京極夏彦著『邪魅の雫』講談社ノベルス、2006.09

待望、といった感のある京極夏彦による「京極堂」シリーズの長編最新作である。江戸川のほとり及び湘南地方で続発する毒殺事件を巡っておなじみのメンバ及び事件に関わっている人々が織り成す、ある意味群像劇とでも呼ぶべき内容になっている。京極氏の小説技法というのは多視点的叙述を基本にしているわけで、これが群像劇的色彩を帯びるのはいわば当たり前のことではある。そして、限りなく本格ミステリの流れに沿う形で、合理的解決かそれに近いものを結末部では描くことを旨としているこのシリーズの作劇法を踏襲し、ここでもラスト近くでは京極堂=中禅寺秋彦による謎解き=憑き物落としが行なわれることとなる。
ここでは、基本的に型モノである江戸文学や時代劇が大好きな京極氏が、一つの型を作り上げてそれを繰り返している、と見做してはいけないことを述べておきたい。実はこの作品、終盤の憑き物落とし部分では京極堂の口を借りて「物語」論が語られており、これは取りも直さず京極氏自身の叙述スタイルへの自己言及にもなっていて、まあ、言ってみればメタ・ミステリ的様相を帯びてしまっていたりするのである。これは新機軸を打ち出したものとして理解したいと思う。

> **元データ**
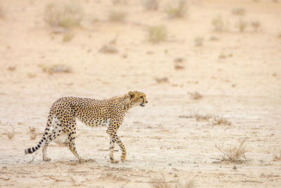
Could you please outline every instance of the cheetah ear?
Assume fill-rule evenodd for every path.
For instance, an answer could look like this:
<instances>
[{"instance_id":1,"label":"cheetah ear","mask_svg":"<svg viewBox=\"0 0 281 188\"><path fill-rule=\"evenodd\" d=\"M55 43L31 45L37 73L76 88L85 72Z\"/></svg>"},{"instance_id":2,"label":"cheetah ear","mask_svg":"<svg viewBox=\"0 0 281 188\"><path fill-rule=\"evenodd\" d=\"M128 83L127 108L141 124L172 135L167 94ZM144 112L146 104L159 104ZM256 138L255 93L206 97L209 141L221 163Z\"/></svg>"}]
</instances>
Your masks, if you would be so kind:
<instances>
[{"instance_id":1,"label":"cheetah ear","mask_svg":"<svg viewBox=\"0 0 281 188\"><path fill-rule=\"evenodd\" d=\"M133 99L134 94L132 92L129 92L128 94L129 97L130 97L130 99Z\"/></svg>"}]
</instances>

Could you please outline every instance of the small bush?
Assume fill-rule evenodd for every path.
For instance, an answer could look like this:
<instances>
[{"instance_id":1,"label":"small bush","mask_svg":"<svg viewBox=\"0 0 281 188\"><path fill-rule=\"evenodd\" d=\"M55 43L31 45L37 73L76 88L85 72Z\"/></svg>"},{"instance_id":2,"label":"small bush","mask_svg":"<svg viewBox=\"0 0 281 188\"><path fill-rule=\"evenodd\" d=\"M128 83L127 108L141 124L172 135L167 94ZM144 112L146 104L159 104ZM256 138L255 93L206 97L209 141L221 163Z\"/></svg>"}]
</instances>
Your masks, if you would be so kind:
<instances>
[{"instance_id":1,"label":"small bush","mask_svg":"<svg viewBox=\"0 0 281 188\"><path fill-rule=\"evenodd\" d=\"M222 32L226 30L226 24L221 15L214 18L211 20L211 25L214 27L214 30L216 32Z\"/></svg>"},{"instance_id":2,"label":"small bush","mask_svg":"<svg viewBox=\"0 0 281 188\"><path fill-rule=\"evenodd\" d=\"M223 146L218 146L215 145L216 148L218 149L223 153L222 161L229 161L236 163L242 163L246 162L245 153L247 152L245 146L245 139L240 142L238 146L230 146L228 148L223 148ZM243 158L244 160L242 158Z\"/></svg>"},{"instance_id":3,"label":"small bush","mask_svg":"<svg viewBox=\"0 0 281 188\"><path fill-rule=\"evenodd\" d=\"M253 21L251 23L251 26L254 28L255 32L258 32L261 28L261 23L259 20Z\"/></svg>"},{"instance_id":4,"label":"small bush","mask_svg":"<svg viewBox=\"0 0 281 188\"><path fill-rule=\"evenodd\" d=\"M246 13L246 11L244 8L242 7L238 7L233 9L232 11L233 14L237 15L244 15Z\"/></svg>"},{"instance_id":5,"label":"small bush","mask_svg":"<svg viewBox=\"0 0 281 188\"><path fill-rule=\"evenodd\" d=\"M203 45L203 37L197 37L194 39L194 44L195 46L201 46Z\"/></svg>"},{"instance_id":6,"label":"small bush","mask_svg":"<svg viewBox=\"0 0 281 188\"><path fill-rule=\"evenodd\" d=\"M248 23L241 18L239 20L237 24L237 27L238 27L240 32L244 32L247 26Z\"/></svg>"},{"instance_id":7,"label":"small bush","mask_svg":"<svg viewBox=\"0 0 281 188\"><path fill-rule=\"evenodd\" d=\"M177 176L175 176L177 177ZM162 174L161 177L155 177L151 179L151 187L153 188L192 188L193 181L174 180L168 182L165 176Z\"/></svg>"},{"instance_id":8,"label":"small bush","mask_svg":"<svg viewBox=\"0 0 281 188\"><path fill-rule=\"evenodd\" d=\"M188 10L185 0L179 0L176 4L169 4L165 9L169 18L183 17Z\"/></svg>"},{"instance_id":9,"label":"small bush","mask_svg":"<svg viewBox=\"0 0 281 188\"><path fill-rule=\"evenodd\" d=\"M144 0L143 6L145 10L156 11L159 8L159 0Z\"/></svg>"},{"instance_id":10,"label":"small bush","mask_svg":"<svg viewBox=\"0 0 281 188\"><path fill-rule=\"evenodd\" d=\"M72 72L72 69L70 67L62 64L53 65L48 67L42 66L42 70L43 72L48 73L50 75L60 73L69 73Z\"/></svg>"},{"instance_id":11,"label":"small bush","mask_svg":"<svg viewBox=\"0 0 281 188\"><path fill-rule=\"evenodd\" d=\"M228 121L228 119L223 117L214 116L212 123L213 125L231 125L231 122Z\"/></svg>"},{"instance_id":12,"label":"small bush","mask_svg":"<svg viewBox=\"0 0 281 188\"><path fill-rule=\"evenodd\" d=\"M199 99L201 99L202 98L203 98L202 94L200 94L197 92L195 92L193 93L190 93L190 99L192 100L199 100Z\"/></svg>"},{"instance_id":13,"label":"small bush","mask_svg":"<svg viewBox=\"0 0 281 188\"><path fill-rule=\"evenodd\" d=\"M126 13L119 11L111 11L109 15L109 20L112 22L123 22L126 18Z\"/></svg>"},{"instance_id":14,"label":"small bush","mask_svg":"<svg viewBox=\"0 0 281 188\"><path fill-rule=\"evenodd\" d=\"M65 42L68 42L71 41L74 37L74 34L67 32L63 35L63 41Z\"/></svg>"},{"instance_id":15,"label":"small bush","mask_svg":"<svg viewBox=\"0 0 281 188\"><path fill-rule=\"evenodd\" d=\"M83 12L81 8L73 4L58 6L51 4L46 7L44 20L52 27L70 28L79 25Z\"/></svg>"},{"instance_id":16,"label":"small bush","mask_svg":"<svg viewBox=\"0 0 281 188\"><path fill-rule=\"evenodd\" d=\"M273 161L281 161L281 150L273 155Z\"/></svg>"},{"instance_id":17,"label":"small bush","mask_svg":"<svg viewBox=\"0 0 281 188\"><path fill-rule=\"evenodd\" d=\"M167 37L167 31L164 26L152 26L148 29L148 41L158 43L165 41Z\"/></svg>"}]
</instances>

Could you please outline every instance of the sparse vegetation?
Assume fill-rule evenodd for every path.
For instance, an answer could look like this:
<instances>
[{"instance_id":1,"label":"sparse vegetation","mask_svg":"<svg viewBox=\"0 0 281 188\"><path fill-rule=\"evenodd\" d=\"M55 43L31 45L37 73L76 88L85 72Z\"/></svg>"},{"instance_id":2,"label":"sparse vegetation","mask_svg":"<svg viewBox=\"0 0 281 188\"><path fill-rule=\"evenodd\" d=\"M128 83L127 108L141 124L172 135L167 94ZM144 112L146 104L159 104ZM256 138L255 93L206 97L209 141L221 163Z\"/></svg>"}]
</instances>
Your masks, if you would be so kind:
<instances>
[{"instance_id":1,"label":"sparse vegetation","mask_svg":"<svg viewBox=\"0 0 281 188\"><path fill-rule=\"evenodd\" d=\"M159 0L143 0L143 5L145 10L156 11L159 8Z\"/></svg>"},{"instance_id":2,"label":"sparse vegetation","mask_svg":"<svg viewBox=\"0 0 281 188\"><path fill-rule=\"evenodd\" d=\"M51 4L46 7L44 20L52 27L70 28L80 25L83 12L77 4Z\"/></svg>"},{"instance_id":3,"label":"sparse vegetation","mask_svg":"<svg viewBox=\"0 0 281 188\"><path fill-rule=\"evenodd\" d=\"M50 75L60 73L69 73L72 72L72 69L70 67L63 64L56 64L51 66L42 65L41 67L43 72L48 73Z\"/></svg>"},{"instance_id":4,"label":"sparse vegetation","mask_svg":"<svg viewBox=\"0 0 281 188\"><path fill-rule=\"evenodd\" d=\"M228 119L223 117L214 116L212 121L213 125L231 125L231 122L228 121Z\"/></svg>"},{"instance_id":5,"label":"sparse vegetation","mask_svg":"<svg viewBox=\"0 0 281 188\"><path fill-rule=\"evenodd\" d=\"M110 11L109 20L112 22L123 22L126 18L126 13L121 11Z\"/></svg>"},{"instance_id":6,"label":"sparse vegetation","mask_svg":"<svg viewBox=\"0 0 281 188\"><path fill-rule=\"evenodd\" d=\"M165 11L169 18L183 17L188 10L185 0L178 0L175 4L169 4Z\"/></svg>"},{"instance_id":7,"label":"sparse vegetation","mask_svg":"<svg viewBox=\"0 0 281 188\"><path fill-rule=\"evenodd\" d=\"M258 32L261 28L261 23L259 20L253 21L251 23L251 26L254 28L255 32Z\"/></svg>"},{"instance_id":8,"label":"sparse vegetation","mask_svg":"<svg viewBox=\"0 0 281 188\"><path fill-rule=\"evenodd\" d=\"M177 175L174 176L174 177ZM193 181L174 180L168 182L165 176L162 174L161 177L155 177L151 180L151 187L153 188L192 188L194 187Z\"/></svg>"},{"instance_id":9,"label":"sparse vegetation","mask_svg":"<svg viewBox=\"0 0 281 188\"><path fill-rule=\"evenodd\" d=\"M71 41L74 37L74 35L73 33L67 32L63 35L63 41L65 42L68 42Z\"/></svg>"},{"instance_id":10,"label":"sparse vegetation","mask_svg":"<svg viewBox=\"0 0 281 188\"><path fill-rule=\"evenodd\" d=\"M229 161L235 163L247 162L245 156L245 153L247 152L244 145L245 142L246 140L243 139L239 143L238 146L230 146L227 148L224 148L223 146L218 146L216 144L216 148L223 153L221 161Z\"/></svg>"},{"instance_id":11,"label":"sparse vegetation","mask_svg":"<svg viewBox=\"0 0 281 188\"><path fill-rule=\"evenodd\" d=\"M222 32L226 30L226 24L221 15L214 18L211 20L211 25L214 27L214 30L216 32Z\"/></svg>"},{"instance_id":12,"label":"sparse vegetation","mask_svg":"<svg viewBox=\"0 0 281 188\"><path fill-rule=\"evenodd\" d=\"M192 99L192 100L199 100L199 99L201 99L203 97L202 96L202 94L200 94L197 92L195 92L193 93L190 93L189 94L190 94L190 99Z\"/></svg>"},{"instance_id":13,"label":"sparse vegetation","mask_svg":"<svg viewBox=\"0 0 281 188\"><path fill-rule=\"evenodd\" d=\"M15 132L13 130L8 131L6 132L6 134L8 139L12 139L13 138L13 136L15 136Z\"/></svg>"},{"instance_id":14,"label":"sparse vegetation","mask_svg":"<svg viewBox=\"0 0 281 188\"><path fill-rule=\"evenodd\" d=\"M152 26L148 29L148 41L158 43L165 41L167 37L167 31L164 26Z\"/></svg>"},{"instance_id":15,"label":"sparse vegetation","mask_svg":"<svg viewBox=\"0 0 281 188\"><path fill-rule=\"evenodd\" d=\"M195 46L201 46L203 45L203 37L197 37L194 39L194 44Z\"/></svg>"},{"instance_id":16,"label":"sparse vegetation","mask_svg":"<svg viewBox=\"0 0 281 188\"><path fill-rule=\"evenodd\" d=\"M244 8L238 7L238 8L233 8L231 12L234 15L242 16L245 14L246 11Z\"/></svg>"},{"instance_id":17,"label":"sparse vegetation","mask_svg":"<svg viewBox=\"0 0 281 188\"><path fill-rule=\"evenodd\" d=\"M240 32L244 32L247 27L248 26L248 23L240 18L237 24L237 27L238 27Z\"/></svg>"},{"instance_id":18,"label":"sparse vegetation","mask_svg":"<svg viewBox=\"0 0 281 188\"><path fill-rule=\"evenodd\" d=\"M273 155L273 161L281 161L281 150L275 152Z\"/></svg>"}]
</instances>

> **練習問題**
- a) 『邪魅の雫』の書評について、次の問いに答えてください。
(i) 毒殺事件が続発するのはどこですか。
(ii) ラスト近くで謎解き＝憑き物落としをするのは誰ですか。
(iii) 終盤の憑き物落とし部分で、京極堂の口を借りて語られるのは何ですか。
- b) 『邪魅の雫』の書評のうち、「京極夏彦著『邪魅の雫』講談社ノベルス、2006.09」から「としが行なわれることとなる。」までを一字も変えずに書き写してください。

> **解答**
- a)
(i) 江戸川のほとり及び湘南地方
(ii) 京極堂＝中禅寺秋彦
(iii) 「物語」論

- b)
京極夏彦著『邪魅の雫』講談社ノベルス、2006.09

待望、といった感のある京極夏彦による「京極堂」シリーズの長編最新作である。江戸川のほとり及び湘南地方で続発する毒殺事件を巡っておなじみのメンバ及び事件に関わっている人々が織り成す、ある意味群像劇とでも呼ぶべき内容になっている。京極氏の小説技法というのは多視点的叙述を基本にしているわけで、これが群像劇的色彩を帯びるのはいわば当たり前のことではある。そして、限りなく本格ミステリの流れに沿う形で、合理的解決かそれに近いものを結末部では描くことを旨としているこのシリーズの作劇法を踏襲し、ここでもラスト近くでは京極堂=中禅寺秋彦による謎解き=憑き物落としが行なわれることとなる。